__TASK REQUIREMENTS__
In the article below about the arrests at the Dolores Street hill bomb event, how many members of the public commented at the Police Commission's Wednesday meeting?

__TEXT TO READ__
San Francisco Police Chief William Scott promised a detailed presentation at next week's Police Commission meeting on the mass arrest of teenagers during what law enforcement characterized as a "riot" following chaos at the annual "hill bomb" skateboard event down Dolores Street July 8.

"Everything I present to you will be taken from the videos — body-worn camera videos, the videos we have seen from members of the public," Scott said at the July 12 commission meeting. "Next week we will release the videos and have a detailed account of everything that happened, including the timeline."

Over 100 people were arrested at the event last Saturday, mostly juveniles.

The chief's remarks came after 48 members of the public commented at the commission's weekly meeting Wednesday evening; 44 were opposed to the police's actions July 8, one was in favor; and three comments were unrelated.

Rocco, a 15-year-old who did not give his last name, said he was one of those arrested. He had just arrived when he saw police lining up and was trying to leave the area, he said, when police "trapped us" in the street.

"A bunch of police trapped us on that street and never told us why we're being detained or anything, they just told us to sit down and shut up," Rocco said, adding he'd been detained for hours without being booked.

His mother, who didn't give her name, also spoke.

"It's not something I would wish on any parent, and it's not only affecting our child, it's affecting our whole family," she said. "I don't think I've slept since Saturday night. All the charges are outrageous, totally unsubstantiated."

The San Francisco District Attorney's office said Tuesday that most of the adults arrested and booked were issued citations for misdemeanors. When asked about the juveniles, Randy Quezada, spokesperson for the DA's office, stated to the B.A.R. that the "juvenile proceedings are confidential."

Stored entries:
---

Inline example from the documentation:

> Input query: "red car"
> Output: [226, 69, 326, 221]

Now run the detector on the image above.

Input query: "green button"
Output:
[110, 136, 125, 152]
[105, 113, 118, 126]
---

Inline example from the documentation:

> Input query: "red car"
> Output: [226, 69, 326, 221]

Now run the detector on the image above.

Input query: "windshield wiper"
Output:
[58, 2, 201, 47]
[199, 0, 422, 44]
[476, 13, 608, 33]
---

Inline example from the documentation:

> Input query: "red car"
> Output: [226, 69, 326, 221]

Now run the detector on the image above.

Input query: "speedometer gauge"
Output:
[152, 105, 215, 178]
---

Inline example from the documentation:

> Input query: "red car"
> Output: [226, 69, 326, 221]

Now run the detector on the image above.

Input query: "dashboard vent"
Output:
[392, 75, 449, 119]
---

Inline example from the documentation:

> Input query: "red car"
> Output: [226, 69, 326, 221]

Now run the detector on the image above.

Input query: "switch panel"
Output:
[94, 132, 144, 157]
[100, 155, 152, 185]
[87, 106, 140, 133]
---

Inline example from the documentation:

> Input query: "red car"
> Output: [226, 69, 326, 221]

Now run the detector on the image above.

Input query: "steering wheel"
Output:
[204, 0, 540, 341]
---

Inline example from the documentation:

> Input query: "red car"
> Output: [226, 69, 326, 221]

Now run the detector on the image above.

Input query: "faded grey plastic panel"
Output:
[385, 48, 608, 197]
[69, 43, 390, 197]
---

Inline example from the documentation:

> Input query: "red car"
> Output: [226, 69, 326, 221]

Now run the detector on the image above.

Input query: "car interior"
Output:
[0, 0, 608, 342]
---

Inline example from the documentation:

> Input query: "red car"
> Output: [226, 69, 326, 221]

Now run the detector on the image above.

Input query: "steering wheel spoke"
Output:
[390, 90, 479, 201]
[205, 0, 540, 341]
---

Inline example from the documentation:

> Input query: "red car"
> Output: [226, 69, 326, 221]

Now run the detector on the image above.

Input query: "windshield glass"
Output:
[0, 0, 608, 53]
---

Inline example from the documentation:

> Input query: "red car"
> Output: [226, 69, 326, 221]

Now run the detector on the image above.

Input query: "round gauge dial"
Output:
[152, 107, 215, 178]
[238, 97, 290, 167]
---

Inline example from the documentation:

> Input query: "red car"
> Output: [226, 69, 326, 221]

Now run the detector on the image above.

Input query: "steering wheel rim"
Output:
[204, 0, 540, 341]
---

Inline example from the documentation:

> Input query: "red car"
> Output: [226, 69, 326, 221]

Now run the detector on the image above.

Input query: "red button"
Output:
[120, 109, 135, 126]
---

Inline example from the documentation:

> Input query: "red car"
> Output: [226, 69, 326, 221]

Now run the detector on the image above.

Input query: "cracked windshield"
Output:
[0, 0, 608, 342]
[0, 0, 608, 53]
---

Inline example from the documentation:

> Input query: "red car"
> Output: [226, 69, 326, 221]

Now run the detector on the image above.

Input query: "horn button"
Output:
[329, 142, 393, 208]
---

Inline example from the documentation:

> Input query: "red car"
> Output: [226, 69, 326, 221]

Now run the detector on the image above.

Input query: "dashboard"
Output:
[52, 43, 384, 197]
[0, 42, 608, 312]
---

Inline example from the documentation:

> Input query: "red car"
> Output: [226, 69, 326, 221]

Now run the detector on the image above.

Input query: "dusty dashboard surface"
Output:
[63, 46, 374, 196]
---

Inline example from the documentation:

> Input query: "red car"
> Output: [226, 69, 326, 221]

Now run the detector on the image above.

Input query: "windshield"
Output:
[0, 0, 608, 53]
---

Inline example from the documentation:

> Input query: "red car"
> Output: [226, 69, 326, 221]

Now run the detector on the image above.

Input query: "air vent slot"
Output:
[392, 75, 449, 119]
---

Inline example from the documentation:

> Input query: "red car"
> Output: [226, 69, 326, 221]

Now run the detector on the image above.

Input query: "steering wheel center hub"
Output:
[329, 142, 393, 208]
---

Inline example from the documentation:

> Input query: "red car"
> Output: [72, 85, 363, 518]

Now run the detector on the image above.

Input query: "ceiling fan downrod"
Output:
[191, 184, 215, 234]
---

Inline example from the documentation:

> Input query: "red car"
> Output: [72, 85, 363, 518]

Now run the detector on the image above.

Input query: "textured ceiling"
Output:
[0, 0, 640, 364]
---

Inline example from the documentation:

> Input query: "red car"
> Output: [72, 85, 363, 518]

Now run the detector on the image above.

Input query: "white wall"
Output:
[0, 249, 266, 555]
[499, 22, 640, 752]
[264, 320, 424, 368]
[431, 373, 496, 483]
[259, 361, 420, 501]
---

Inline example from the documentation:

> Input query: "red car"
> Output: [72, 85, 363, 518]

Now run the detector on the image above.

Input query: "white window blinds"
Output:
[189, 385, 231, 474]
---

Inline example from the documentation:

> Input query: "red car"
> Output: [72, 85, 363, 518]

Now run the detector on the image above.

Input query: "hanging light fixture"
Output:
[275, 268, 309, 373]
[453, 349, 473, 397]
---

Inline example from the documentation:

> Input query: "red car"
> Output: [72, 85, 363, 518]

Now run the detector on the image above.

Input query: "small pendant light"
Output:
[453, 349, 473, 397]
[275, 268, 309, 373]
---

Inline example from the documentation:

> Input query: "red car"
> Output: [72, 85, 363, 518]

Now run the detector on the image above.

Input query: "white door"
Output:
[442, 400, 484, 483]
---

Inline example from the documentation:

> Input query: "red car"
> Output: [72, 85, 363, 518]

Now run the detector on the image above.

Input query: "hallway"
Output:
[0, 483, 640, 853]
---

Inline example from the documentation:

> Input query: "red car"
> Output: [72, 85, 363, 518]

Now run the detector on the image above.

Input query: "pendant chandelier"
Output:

__FINAL RESULT__
Forty-eight members of the public commented.